▸ **Given exercise 1**: What does the exercise in Lam's second book ask the reader to do, according to the forum post on the nilradical and singular ideal of a commutative ring?
▸ **Given exercise 2**: Continue the forum post on the nilradical and singular ideal of a commutative ring from where it stops.
Source extract start
Originally Posted by

**ymar** Let $\displaystyle R$ be a commutative ring. Let $\displaystyle Nil(R)$ and $\displaystyle Z(R)$ denote the nilradical and the singular ideal respectively. I can prove that $\displaystyle Nil(R)\subseteq Z(R).$ In Lam's second book there is an exercise in which the reader is told to show that $\displaystyle Nil(R)\subseteq_e Z(R)$ and to give a counterexample for the equality.

I can't do either. I'm quite sure the first one must be easy, but not for me, as usual. I'll try to think more about it and maybe I'll get it finally. So if it's very, very easy, please don't tell me how to do it. But if you think some hint would be helpful, then please post it.
Source extract end
Source material start
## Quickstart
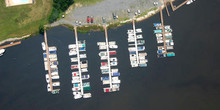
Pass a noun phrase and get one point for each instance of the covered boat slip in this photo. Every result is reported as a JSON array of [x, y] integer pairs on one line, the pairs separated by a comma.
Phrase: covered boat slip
Source material end
▸ **Answer 1**: Show that Nil(R) is an essential submodule of Z(R), and give a counterexample for the equality.

▸ **Answer 2**:
For the second, I think I know too little to find the example. I know that the example can't be a Noetherian ring. Actually, it can't have the ACC property on annihilators of elements. All non-Noetherian commutative rings I know are polynomial rings in infinitely many variables and power series in infinitely many variables. But I know nothing about them really. In the polynomial ring in infinitely many variables, there is the ideal chain

$\displaystyle (X_1)\subseteq (X_1,X_2)\subseteq ...$

which doesn't terminate. But these ideals aren't annihilators of elements for any ring, because $\displaystyle X_i$ doesn't annihilate anything non-zero. So this is not what I want. Polynomial rings would be nice though because I know what nilpotents look like there...